Exercise aim
Reply with one number, the count of lines below that contain the string "concrete".

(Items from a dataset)
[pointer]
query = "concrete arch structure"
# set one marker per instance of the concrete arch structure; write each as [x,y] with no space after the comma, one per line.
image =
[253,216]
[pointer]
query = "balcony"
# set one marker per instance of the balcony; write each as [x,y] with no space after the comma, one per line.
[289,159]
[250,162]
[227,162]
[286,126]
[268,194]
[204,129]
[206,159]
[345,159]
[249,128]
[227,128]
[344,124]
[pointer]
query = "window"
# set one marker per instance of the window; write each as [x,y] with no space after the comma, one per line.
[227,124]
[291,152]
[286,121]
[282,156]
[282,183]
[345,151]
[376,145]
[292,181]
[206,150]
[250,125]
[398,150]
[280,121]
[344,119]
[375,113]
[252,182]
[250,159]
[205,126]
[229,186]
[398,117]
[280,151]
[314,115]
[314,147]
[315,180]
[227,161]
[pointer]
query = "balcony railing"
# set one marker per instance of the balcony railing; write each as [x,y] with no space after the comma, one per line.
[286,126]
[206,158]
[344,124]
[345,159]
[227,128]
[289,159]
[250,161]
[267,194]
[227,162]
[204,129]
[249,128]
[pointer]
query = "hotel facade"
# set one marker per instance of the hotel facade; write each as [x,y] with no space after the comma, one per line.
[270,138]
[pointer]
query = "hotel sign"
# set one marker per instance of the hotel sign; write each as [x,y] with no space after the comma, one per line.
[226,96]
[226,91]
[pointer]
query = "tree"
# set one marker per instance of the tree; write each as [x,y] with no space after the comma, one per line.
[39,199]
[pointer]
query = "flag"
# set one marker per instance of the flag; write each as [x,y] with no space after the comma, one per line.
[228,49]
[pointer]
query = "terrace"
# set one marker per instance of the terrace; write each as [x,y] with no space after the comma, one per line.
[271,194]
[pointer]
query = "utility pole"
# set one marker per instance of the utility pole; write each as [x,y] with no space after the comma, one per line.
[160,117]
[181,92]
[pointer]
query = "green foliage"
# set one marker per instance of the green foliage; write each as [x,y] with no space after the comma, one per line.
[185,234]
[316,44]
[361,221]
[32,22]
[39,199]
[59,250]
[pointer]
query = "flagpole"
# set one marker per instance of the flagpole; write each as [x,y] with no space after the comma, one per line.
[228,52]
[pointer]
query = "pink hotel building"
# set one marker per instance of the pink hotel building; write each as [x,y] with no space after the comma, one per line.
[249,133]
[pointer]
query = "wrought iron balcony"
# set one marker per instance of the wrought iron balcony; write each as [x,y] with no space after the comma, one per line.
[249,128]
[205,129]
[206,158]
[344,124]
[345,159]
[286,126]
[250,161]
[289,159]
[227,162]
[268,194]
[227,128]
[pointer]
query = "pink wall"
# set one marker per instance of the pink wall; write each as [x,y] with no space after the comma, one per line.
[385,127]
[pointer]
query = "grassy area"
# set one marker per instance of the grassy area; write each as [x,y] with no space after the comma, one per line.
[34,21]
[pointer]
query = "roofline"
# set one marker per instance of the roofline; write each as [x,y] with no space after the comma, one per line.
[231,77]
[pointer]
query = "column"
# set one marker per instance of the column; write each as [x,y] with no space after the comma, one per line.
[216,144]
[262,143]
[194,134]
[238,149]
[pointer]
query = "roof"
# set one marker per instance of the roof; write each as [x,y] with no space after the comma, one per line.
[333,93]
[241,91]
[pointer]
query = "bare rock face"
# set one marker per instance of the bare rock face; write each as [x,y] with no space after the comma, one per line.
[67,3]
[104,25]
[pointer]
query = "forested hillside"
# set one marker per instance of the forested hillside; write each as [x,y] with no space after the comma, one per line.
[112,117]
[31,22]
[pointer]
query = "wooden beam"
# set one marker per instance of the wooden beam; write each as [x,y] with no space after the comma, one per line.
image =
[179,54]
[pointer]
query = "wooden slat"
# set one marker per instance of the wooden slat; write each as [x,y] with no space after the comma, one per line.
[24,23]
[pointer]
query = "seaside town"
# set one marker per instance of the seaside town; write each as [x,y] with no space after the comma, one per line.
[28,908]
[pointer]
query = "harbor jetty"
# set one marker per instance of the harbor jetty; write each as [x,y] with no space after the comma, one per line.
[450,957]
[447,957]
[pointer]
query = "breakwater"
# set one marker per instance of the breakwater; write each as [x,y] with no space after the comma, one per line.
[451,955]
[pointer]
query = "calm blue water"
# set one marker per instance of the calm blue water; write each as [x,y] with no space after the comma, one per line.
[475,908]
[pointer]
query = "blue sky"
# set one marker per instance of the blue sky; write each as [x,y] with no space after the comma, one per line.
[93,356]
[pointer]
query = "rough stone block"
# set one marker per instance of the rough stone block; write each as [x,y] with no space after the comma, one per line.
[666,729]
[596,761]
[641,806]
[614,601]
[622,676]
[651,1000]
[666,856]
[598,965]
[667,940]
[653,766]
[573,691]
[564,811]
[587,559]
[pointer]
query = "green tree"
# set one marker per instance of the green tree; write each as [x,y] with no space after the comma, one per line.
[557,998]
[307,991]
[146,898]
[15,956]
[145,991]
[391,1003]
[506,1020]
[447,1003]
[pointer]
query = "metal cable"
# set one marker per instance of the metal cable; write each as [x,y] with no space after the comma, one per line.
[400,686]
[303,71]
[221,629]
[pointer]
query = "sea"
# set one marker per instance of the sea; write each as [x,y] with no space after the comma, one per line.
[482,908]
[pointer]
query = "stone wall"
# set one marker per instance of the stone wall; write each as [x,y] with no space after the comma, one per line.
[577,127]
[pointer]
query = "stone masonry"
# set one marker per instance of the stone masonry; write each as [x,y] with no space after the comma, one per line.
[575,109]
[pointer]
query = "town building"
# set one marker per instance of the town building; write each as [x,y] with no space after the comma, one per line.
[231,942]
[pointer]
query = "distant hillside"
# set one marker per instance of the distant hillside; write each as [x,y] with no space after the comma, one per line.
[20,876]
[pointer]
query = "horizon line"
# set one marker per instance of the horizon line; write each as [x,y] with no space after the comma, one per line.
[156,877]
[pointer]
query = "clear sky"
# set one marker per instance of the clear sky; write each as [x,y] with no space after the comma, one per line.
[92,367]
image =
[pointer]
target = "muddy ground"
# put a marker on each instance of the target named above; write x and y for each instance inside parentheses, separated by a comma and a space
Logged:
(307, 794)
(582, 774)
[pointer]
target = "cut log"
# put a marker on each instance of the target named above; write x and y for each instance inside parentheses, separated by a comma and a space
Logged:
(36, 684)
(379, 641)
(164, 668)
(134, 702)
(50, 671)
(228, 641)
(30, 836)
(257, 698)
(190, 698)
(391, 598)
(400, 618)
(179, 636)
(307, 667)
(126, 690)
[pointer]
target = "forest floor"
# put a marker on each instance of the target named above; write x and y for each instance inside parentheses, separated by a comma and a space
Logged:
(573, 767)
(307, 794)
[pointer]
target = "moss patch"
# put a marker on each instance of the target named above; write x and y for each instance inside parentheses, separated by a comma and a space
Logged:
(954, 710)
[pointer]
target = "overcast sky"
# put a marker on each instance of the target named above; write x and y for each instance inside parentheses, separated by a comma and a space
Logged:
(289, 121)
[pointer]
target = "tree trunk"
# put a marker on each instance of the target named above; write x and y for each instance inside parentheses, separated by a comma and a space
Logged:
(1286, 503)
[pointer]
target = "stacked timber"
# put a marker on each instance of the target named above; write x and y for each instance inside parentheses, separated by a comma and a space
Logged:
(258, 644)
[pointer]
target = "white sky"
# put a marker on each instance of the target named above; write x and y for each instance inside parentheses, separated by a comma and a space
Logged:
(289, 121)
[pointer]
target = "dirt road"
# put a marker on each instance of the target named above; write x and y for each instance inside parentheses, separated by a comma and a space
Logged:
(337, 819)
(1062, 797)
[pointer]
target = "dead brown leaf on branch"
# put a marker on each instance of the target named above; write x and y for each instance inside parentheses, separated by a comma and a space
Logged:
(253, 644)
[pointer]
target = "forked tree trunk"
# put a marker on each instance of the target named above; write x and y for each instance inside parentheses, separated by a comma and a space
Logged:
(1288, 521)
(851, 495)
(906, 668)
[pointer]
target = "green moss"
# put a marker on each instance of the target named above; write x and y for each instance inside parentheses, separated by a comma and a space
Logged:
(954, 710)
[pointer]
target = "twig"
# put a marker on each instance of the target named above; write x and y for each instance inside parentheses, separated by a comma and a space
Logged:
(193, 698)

Exercise answer
2